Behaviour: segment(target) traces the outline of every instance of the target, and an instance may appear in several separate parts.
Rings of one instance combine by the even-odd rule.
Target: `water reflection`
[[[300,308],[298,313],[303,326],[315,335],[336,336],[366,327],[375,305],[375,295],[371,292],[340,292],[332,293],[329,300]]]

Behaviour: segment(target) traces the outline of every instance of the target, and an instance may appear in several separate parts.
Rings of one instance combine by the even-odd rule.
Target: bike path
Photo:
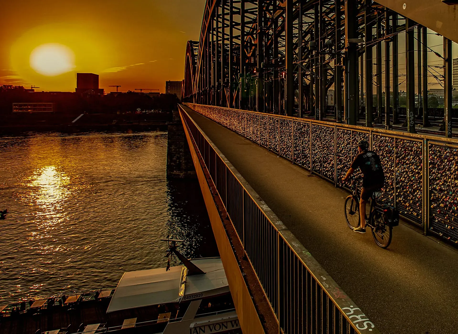
[[[349,194],[185,107],[382,333],[458,333],[458,252],[408,223],[387,249],[345,221]]]

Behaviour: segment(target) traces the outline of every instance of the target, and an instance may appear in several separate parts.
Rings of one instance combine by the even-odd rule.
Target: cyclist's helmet
[[[361,147],[361,149],[364,151],[369,149],[369,143],[367,142],[367,140],[365,140],[363,139],[358,142],[358,145],[356,146],[358,147]]]

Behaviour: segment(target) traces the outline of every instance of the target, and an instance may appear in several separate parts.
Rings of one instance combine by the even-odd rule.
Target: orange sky
[[[0,84],[74,92],[76,72],[99,75],[100,88],[158,88],[181,80],[186,43],[198,40],[205,0],[22,0],[2,1]],[[29,64],[33,49],[58,43],[74,68],[54,76]]]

----------

PROBLEM DESCRIPTION: Rewrite all the items above as a JSON list of strings, with one string per line and blank lines omitted. Leave the pictures out of your answer.

SOLUTION BELOW:
[
  "Behaviour: segment(target) traces the outline of every instance of the target, and an instance may appear in several separate parts.",
  "Rings of one instance combine by the even-odd rule.",
  "Target: `water reflection`",
  "[[[300,308],[298,313],[303,326],[315,335],[336,336],[366,327],[375,305],[375,295],[371,292],[340,292],[332,293],[329,300]]]",
  "Behaviour: segment(target) traces the outline of every instance of the target, and an instance may appear in several separate parts.",
  "Rings of one instance combine by the even-odd rule.",
  "Target: bike path",
  "Photo:",
  "[[[349,194],[185,107],[382,333],[458,333],[458,252],[408,223],[387,249],[345,221]]]",
  "Behaviour: segment(target) traces the outline of every instance of the target, and an instance may appear in several separate parts.",
  "Rings of one instance combine by the even-odd rule.",
  "Target: cyclist's helmet",
  "[[[361,147],[361,149],[364,151],[369,149],[369,143],[367,142],[367,140],[365,140],[363,139],[358,142],[358,145],[356,146],[358,147]]]",
  "Behaviour: segment(target) traces the outline of every instance of the target, and an instance may appear in several separate parts.",
  "Rings of one instance combine by the even-odd rule.",
  "Target: orange sky",
  "[[[0,84],[74,92],[76,72],[99,75],[100,88],[158,88],[181,80],[186,43],[198,40],[205,0],[22,0],[2,1]],[[29,64],[33,49],[58,43],[74,68],[54,76]]]"
]